GIVEN RECORDS:
——
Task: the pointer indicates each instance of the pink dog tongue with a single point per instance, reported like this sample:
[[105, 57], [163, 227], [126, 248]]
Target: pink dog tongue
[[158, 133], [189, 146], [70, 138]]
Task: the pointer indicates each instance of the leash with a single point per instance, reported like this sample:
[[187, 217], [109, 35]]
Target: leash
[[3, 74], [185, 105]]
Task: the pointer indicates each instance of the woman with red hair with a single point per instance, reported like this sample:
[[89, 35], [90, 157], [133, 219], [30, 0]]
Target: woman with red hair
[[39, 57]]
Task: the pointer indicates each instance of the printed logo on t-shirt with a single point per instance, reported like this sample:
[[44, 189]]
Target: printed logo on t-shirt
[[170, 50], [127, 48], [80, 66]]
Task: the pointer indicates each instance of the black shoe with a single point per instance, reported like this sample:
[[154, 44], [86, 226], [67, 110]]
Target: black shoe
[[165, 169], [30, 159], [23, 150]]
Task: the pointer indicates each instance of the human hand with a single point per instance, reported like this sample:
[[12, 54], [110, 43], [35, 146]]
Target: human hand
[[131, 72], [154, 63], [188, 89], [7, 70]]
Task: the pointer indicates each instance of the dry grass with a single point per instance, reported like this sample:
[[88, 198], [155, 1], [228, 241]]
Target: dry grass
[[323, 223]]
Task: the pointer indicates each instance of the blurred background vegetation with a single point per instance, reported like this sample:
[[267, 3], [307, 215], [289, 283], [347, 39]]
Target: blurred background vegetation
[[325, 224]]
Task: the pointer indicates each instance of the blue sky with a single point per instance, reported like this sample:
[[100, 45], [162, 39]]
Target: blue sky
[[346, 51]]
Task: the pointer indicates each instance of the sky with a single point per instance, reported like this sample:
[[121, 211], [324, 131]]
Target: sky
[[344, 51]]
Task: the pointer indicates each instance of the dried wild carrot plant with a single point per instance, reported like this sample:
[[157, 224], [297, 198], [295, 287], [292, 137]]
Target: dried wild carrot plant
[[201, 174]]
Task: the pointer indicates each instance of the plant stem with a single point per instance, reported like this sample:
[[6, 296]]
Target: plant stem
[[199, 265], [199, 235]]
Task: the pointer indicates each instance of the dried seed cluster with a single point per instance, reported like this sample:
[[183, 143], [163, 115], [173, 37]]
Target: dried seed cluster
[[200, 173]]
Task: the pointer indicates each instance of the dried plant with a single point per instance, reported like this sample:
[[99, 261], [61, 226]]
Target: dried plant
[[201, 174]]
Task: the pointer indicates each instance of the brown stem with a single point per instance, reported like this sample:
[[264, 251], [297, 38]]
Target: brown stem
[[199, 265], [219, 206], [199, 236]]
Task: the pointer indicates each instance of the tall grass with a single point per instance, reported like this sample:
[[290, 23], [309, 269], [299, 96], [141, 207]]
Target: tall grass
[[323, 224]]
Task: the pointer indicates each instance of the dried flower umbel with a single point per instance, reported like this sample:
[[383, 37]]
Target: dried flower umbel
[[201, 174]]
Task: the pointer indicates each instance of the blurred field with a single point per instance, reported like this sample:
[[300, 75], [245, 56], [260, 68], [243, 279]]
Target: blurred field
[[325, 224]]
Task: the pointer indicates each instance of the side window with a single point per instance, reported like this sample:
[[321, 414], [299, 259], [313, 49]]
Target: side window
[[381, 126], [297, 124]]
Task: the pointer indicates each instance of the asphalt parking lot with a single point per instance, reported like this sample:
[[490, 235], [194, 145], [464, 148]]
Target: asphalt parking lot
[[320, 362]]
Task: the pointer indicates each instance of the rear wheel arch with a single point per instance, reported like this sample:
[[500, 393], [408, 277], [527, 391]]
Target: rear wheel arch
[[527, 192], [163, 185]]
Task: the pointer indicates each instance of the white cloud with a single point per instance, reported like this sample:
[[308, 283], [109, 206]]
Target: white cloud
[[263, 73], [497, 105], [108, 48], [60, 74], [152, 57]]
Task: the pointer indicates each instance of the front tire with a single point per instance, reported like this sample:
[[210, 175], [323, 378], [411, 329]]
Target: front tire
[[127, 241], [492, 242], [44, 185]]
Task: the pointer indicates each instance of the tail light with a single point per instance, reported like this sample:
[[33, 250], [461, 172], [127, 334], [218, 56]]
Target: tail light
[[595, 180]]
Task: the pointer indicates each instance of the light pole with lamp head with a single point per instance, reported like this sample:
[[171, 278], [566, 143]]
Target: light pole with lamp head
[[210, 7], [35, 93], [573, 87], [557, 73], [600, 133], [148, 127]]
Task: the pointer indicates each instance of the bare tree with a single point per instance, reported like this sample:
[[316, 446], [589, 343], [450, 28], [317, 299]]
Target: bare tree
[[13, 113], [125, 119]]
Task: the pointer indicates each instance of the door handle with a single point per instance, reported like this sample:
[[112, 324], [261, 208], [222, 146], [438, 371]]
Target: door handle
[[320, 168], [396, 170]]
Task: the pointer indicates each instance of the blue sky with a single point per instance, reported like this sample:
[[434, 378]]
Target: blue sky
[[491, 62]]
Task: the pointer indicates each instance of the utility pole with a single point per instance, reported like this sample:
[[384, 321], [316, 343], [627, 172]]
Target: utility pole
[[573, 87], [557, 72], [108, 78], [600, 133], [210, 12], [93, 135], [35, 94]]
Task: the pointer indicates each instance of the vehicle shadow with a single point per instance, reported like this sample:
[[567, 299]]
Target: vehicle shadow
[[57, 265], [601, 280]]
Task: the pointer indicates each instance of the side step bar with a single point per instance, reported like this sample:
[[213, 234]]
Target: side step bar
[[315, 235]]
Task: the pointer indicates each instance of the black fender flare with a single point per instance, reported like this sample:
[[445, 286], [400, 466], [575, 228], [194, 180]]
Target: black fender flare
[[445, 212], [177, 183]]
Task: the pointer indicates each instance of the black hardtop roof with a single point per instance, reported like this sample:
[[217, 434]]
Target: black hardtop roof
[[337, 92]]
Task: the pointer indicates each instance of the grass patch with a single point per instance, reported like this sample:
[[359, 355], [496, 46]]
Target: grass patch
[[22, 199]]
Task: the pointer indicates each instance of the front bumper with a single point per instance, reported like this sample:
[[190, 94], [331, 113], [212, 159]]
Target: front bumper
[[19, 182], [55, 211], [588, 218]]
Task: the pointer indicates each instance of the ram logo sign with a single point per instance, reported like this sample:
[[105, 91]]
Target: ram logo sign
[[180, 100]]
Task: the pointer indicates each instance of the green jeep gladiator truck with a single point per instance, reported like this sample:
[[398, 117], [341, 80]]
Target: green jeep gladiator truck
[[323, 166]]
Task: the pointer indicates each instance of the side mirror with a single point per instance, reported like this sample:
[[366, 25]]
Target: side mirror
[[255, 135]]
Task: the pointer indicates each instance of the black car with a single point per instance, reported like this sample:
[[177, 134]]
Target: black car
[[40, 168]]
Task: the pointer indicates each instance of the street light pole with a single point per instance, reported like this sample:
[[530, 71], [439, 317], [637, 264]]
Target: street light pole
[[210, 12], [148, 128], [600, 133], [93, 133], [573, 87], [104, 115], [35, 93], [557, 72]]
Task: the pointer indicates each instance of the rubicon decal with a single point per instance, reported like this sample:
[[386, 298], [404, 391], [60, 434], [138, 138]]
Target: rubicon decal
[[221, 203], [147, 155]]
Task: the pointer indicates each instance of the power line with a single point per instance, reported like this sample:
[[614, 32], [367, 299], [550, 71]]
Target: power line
——
ASSIGNMENT:
Whenever a line in the listing above includes the word "power", return that line.

REPLY:
Task: the pointer indicates each instance of the power line with a single point per instance, reported like this sample:
Target: power line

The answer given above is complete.